## Exercise directions
When you reach the records below, output each one exactly.

------------------------------------------------

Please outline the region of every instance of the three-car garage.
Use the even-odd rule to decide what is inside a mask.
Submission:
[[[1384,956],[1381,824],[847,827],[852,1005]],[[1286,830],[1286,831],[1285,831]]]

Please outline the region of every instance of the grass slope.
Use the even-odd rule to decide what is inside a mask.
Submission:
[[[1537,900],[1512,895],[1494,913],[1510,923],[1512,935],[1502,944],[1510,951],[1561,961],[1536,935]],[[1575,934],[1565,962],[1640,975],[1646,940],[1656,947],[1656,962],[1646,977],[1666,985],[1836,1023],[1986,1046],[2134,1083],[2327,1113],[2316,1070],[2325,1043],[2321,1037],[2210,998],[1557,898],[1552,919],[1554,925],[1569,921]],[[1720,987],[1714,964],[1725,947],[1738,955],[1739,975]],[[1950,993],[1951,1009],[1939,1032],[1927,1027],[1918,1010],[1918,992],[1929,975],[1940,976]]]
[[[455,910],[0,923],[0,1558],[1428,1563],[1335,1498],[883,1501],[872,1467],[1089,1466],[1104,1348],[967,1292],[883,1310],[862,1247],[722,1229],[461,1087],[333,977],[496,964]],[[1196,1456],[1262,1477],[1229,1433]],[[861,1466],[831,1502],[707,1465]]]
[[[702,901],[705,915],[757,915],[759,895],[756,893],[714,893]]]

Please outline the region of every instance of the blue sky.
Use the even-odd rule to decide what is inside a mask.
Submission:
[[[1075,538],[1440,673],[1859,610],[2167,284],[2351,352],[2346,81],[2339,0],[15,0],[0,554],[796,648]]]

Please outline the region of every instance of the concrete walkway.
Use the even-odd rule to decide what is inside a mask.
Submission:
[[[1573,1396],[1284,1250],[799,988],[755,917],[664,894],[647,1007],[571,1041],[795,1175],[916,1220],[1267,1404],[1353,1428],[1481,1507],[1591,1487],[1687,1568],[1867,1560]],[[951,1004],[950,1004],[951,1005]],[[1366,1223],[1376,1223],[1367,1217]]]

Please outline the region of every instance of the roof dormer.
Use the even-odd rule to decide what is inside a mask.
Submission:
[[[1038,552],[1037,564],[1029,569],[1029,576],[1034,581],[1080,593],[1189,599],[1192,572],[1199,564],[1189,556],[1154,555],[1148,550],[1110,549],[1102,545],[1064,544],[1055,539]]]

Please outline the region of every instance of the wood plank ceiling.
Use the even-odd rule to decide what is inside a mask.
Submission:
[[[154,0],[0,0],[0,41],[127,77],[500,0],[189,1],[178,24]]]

------------------------------------------------

## Written response
Please outline the region of every instance of the three-car garage.
Use the even-odd rule to decide what is inside a mask.
Submission:
[[[1384,956],[1381,824],[847,827],[852,1005]],[[1286,830],[1286,831],[1285,831]]]

Please outline the region of every instance of the grass slope.
Use the even-odd rule to decide what is inside a mask.
Submission:
[[[1537,900],[1512,895],[1494,913],[1510,923],[1512,935],[1502,944],[1510,951],[1561,961],[1536,935]],[[1575,934],[1565,962],[1640,975],[1646,940],[1656,947],[1656,962],[1646,977],[1666,985],[1836,1023],[1986,1046],[2134,1083],[2327,1113],[2316,1070],[2325,1043],[2321,1037],[2210,998],[1557,898],[1552,919],[1554,925],[1569,921]],[[1720,987],[1714,964],[1725,947],[1738,955],[1739,975]],[[1950,993],[1951,1009],[1939,1032],[1927,1027],[1918,1010],[1918,992],[1929,975],[1940,976]]]
[[[455,910],[0,923],[0,1558],[1428,1563],[1335,1498],[883,1501],[872,1467],[1089,1466],[1104,1348],[967,1292],[883,1310],[862,1247],[722,1229],[461,1087],[333,977],[496,964]],[[1196,1456],[1262,1477],[1229,1433]],[[861,1466],[831,1502],[707,1465]]]
[[[702,901],[705,915],[757,915],[759,895],[756,893],[714,893]]]

Please outline the region of every instance of the blue sky.
Use the even-odd rule to decide what is inside a mask.
Submission:
[[[1075,538],[1440,673],[1859,610],[2167,284],[2351,352],[2346,81],[2339,0],[15,0],[0,554],[796,648]]]

Please outline the region of every instance of the concrete walkway.
Use the even-odd rule to decide what is inside a mask.
Submission:
[[[1573,1396],[1284,1250],[799,988],[755,917],[664,894],[647,1007],[571,1041],[795,1175],[916,1220],[1267,1404],[1353,1428],[1481,1507],[1591,1487],[1687,1568],[1867,1560]],[[951,1004],[950,1004],[951,1005]],[[1366,1223],[1376,1223],[1367,1217]]]

Please outline the region of every instance of the roof dormer.
Use the even-odd rule to decide what is inside a mask.
Submission:
[[[1038,552],[1037,564],[1029,569],[1029,576],[1034,581],[1080,593],[1189,599],[1192,572],[1199,564],[1189,556],[1154,555],[1148,550],[1110,549],[1102,545],[1064,544],[1055,539]]]

Please outline the region of every instance of the wood plank ceiling.
Use the even-odd rule to decide what is inside a mask.
Submission:
[[[154,0],[0,0],[0,41],[127,77],[500,0],[189,1],[178,24]]]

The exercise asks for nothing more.